Subsection 6.1.1 Acceleration Due to Gravity, \(g\)

From Newton’s II law of motion, when an external unbalanced force acts on an object, it will give an acceleration \(a\) to that object, that is, \(F = ma\text{.}\) But, if the gravitational force is acting on the body near the surface of the earth, then the body experiences the acceleration \(g\) for a freely falling body. This force is called weight of the body, \(w = mg\text{.}\) Hence,
\begin{equation*}
F=mg=G\frac{Mm}{R^{2}} \quad \Rightarrow\quad g=\frac{GM}{R^{2}}
\end{equation*}
Where \(M, \quad m,\) and \(R\) are the mass of earth, mass of a body on the surface of the earth, and the radius of the earth, respectively. The shape of earth is not a perfect sphere, rather, it is an oblate spheroid. That is, the radius of the earth at the equator \(R_{eq}\) is slightly greater than the radius of the earth at the poles \(R_{pol}\) as shown in Figure 6.1.1. Hence the value of \(g\) varies slightly with latitude on the surface of the earth as \(g \varpropto \frac{1}{R^{2}},\) since G and M are constants. The value of
\begin{equation*}
R_{pol}=6.356\times10^{6}m, \quad R_{eq} = 6.378\times10^{6}m,
\end{equation*}
The mean value of \(R = 6.371\times10^{6}m.\) Even though the variation in the radius of the earth seems quite small, the variation in the acceleration due to gravity on the earth goes from as low as \(9.78 m/s^{2}\) at the equator to as high as \(9.83 m/s^{2}\) at the north Pole.

**STATED TASK 1:** Decide whether each statement agrees with the passage on acceleration due to gravity: (a) the earth is a perfect sphere; (b) the gravitational force on a body near the earth's surface is called the body's weight; (c) the variation in the earth's radius seems large. Answer yes or no for each and quote the deciding words from the passage.
**STATED TASK 2:** Please pick up the passage on acceleration due to gravity after its last sentence and continue it.
The data after this point is separate material from the passage on acceleration due to gravity.

**RECORDS:**
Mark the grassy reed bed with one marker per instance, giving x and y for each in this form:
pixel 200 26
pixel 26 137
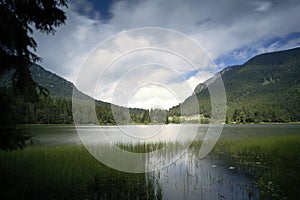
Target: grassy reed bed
pixel 68 172
pixel 274 162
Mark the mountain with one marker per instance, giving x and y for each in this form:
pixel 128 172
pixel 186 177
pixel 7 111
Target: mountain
pixel 264 89
pixel 58 108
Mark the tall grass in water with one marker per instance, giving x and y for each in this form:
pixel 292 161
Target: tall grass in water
pixel 68 172
pixel 274 162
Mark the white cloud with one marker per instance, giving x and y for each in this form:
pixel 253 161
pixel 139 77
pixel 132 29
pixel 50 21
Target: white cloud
pixel 222 27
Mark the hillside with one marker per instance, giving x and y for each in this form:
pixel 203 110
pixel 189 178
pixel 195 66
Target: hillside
pixel 264 89
pixel 57 109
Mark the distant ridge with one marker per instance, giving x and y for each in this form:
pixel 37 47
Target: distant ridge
pixel 264 89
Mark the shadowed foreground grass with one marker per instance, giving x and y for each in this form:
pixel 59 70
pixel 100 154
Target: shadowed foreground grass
pixel 68 172
pixel 274 162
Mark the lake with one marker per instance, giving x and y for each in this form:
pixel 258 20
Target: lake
pixel 186 175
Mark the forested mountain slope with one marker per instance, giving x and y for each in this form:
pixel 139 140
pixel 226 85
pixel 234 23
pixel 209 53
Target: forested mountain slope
pixel 264 89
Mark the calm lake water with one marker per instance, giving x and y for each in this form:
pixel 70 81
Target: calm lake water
pixel 189 177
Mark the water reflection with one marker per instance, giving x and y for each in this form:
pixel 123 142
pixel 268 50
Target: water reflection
pixel 187 177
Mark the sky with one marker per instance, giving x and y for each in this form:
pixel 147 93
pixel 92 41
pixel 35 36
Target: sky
pixel 99 31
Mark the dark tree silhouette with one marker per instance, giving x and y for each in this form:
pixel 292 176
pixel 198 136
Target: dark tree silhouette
pixel 18 18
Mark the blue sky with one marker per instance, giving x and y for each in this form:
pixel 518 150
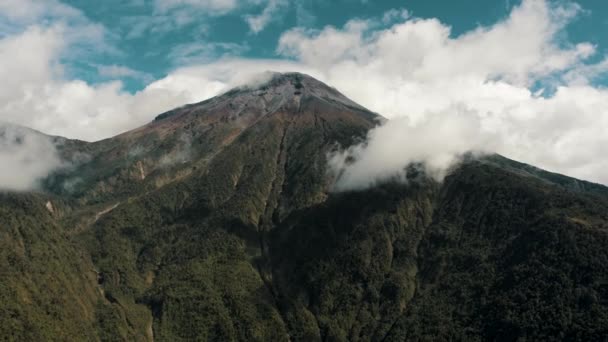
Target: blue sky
pixel 153 42
pixel 526 78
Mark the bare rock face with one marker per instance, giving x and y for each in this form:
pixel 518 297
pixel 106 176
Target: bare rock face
pixel 216 222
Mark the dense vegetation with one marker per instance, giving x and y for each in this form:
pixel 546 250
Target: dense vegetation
pixel 239 239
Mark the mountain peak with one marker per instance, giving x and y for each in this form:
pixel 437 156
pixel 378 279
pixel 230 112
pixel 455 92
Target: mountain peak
pixel 272 91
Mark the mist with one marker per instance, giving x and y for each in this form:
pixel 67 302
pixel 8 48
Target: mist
pixel 436 143
pixel 26 157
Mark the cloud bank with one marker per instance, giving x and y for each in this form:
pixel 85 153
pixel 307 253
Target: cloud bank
pixel 26 157
pixel 515 87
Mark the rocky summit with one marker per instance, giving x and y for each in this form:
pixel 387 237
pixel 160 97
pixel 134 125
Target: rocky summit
pixel 216 222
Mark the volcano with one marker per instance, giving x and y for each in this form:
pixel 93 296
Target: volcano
pixel 216 221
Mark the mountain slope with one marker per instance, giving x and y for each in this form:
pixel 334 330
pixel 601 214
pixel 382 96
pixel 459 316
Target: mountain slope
pixel 215 222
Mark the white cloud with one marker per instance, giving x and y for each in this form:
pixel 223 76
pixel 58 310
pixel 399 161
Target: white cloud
pixel 270 13
pixel 120 71
pixel 215 6
pixel 444 94
pixel 25 158
pixel 419 75
pixel 204 52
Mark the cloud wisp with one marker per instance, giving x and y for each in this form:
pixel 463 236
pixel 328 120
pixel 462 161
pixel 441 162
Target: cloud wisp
pixel 26 157
pixel 444 94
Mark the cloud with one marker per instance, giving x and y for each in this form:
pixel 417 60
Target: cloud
pixel 119 71
pixel 26 157
pixel 214 6
pixel 204 52
pixel 421 76
pixel 444 94
pixel 270 13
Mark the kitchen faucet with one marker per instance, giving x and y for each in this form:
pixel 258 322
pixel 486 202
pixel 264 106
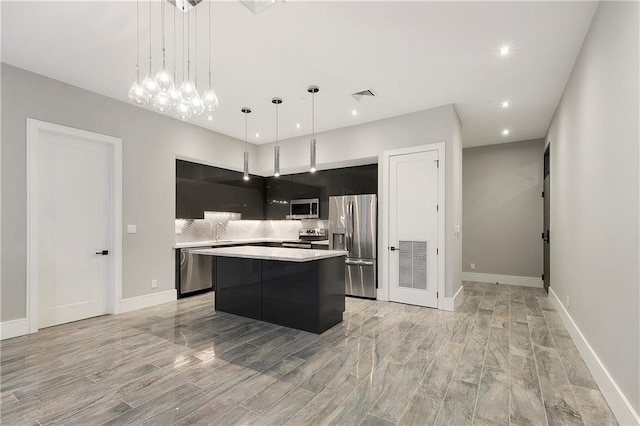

**EXERCISE ANSWER 1:**
(a) No: "The shape of earth is not a perfect sphere, rather, it is an oblate spheroid."
(b) Yes: "This force is called weight of the body"
(c) No: "Even though the variation in the radius of the earth seems quite small"

**EXERCISE ANSWER 2:**
Subsubsection 6.1.1.1 Effect of the Rotation of the Earth on g

The value of \(g\) on the surface of the earth does not only vary with the radius of the earth but it is also affected by the rotation of the earth. Any mass rotating in a circular motion needs a centripetal force which is acting towards the center of the circular path. Remember that a centripetal force is not a real force that is acting on a rotating body, but it is the required force that must be applied to keep the body in that rotational motion. Hence the part of gravitational force must be acting on a body to provide a necessary centripetal force to keep that object moving on a circle with the rotation of the earth as shown in Figure 6.1.3.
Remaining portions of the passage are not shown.